PROBLEM DETAILS -> In the study summary on meningitis in Niger, which two climatic factors were found to be significant risk factors for bacterial meningitis?

[[ EXCERPT TO READ, beginning ]]

The Sahel region of West Africa has the highest bacterial meningitis attack and case fatality rate in the world. The effect of climatic factors on patterns of invasive respiratory bacterial disease is not well documented.

Objective:

We aimed to assess the link between climatic factors and occurrence of invasive respiratory bacterial disease in a Sahel region of Niger.

Methods:

We conducted daily disease surveillance and climatic monitoring over an 8-year period between January 1, 2003, and December 31, 2010, in Niamey, Niger, to determine risk factors for bacterial meningitis and invasive bacterial disease. We investigated the mechanistic effects of these factors onStreptococcus pneumoniaeinfection in mice.

Results:

High temperatures and low visibility (resulting from high concentrations of airborne dust) were identified as significant risk factors for bacterial meningitis. Dust inhalation or exposure to high temperatures promoted progression of stable asymptomatic pneumococcal nasopharyngeal carriage to pneumonia and invasive disease. Dust exposure significantly reduced phagocyte-mediated bacterial killing, and exposure to high temperatures increased release of the key pneumococcal toxin pneumolysin through increased bacterial autolysis.

Conclusion:

Our findings show that climatic factors can have a substantial influence on infectious disease patterns, altering density of pneumococcal nasopharyngeal carriage, reducing phagocytic killing, and resulting in increased inflammation and tissue damage and consequent invasiveness. Climatic surveillance should be used to forecast invasive bacterial disease epidemics, and simple control measures to reduce particulate inhalation might reduce the incidence of invasive bacterial disease in regions of the world exposed to high temperatures and increased airborne dust.

[[ EXCERPT TO READ, end ]]
[[ RECORDED DATA, beginning ]]

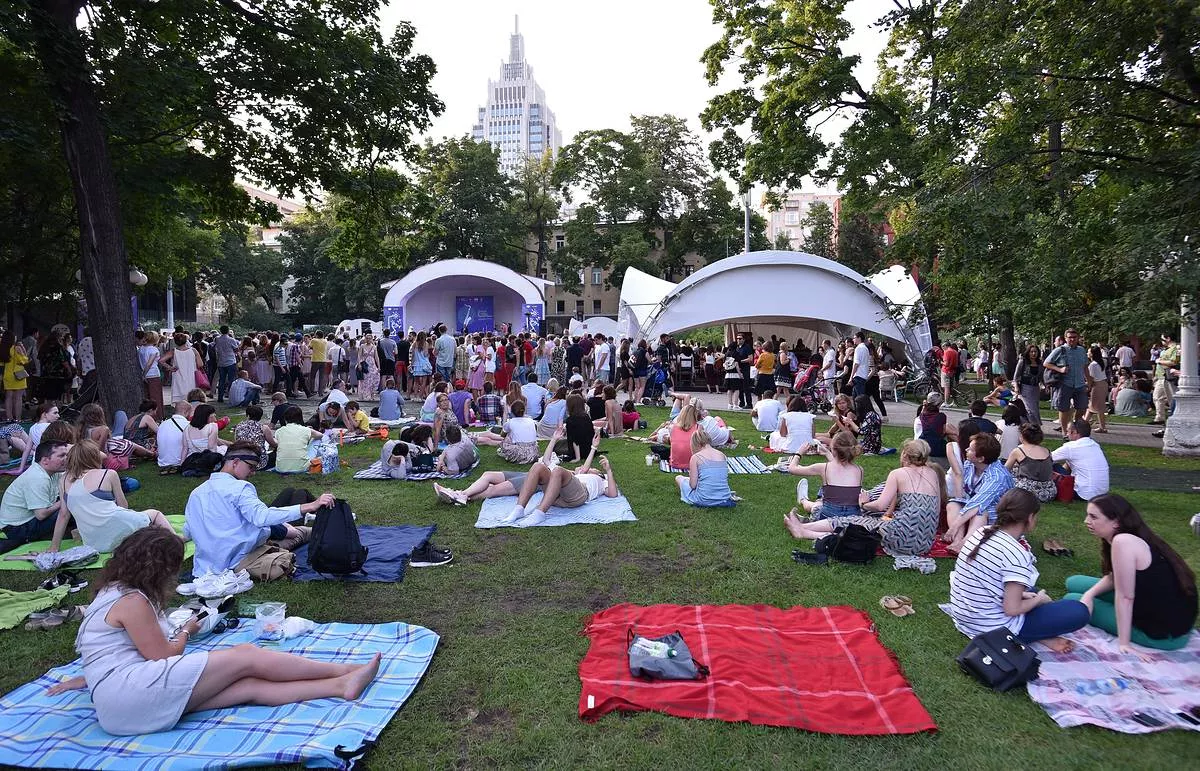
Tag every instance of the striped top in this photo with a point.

[[ RECORDED DATA, end ]]

ANSWER TO THE PROBLEM -> High temperatures and low visibility resulting from high concentrations of airborne dust.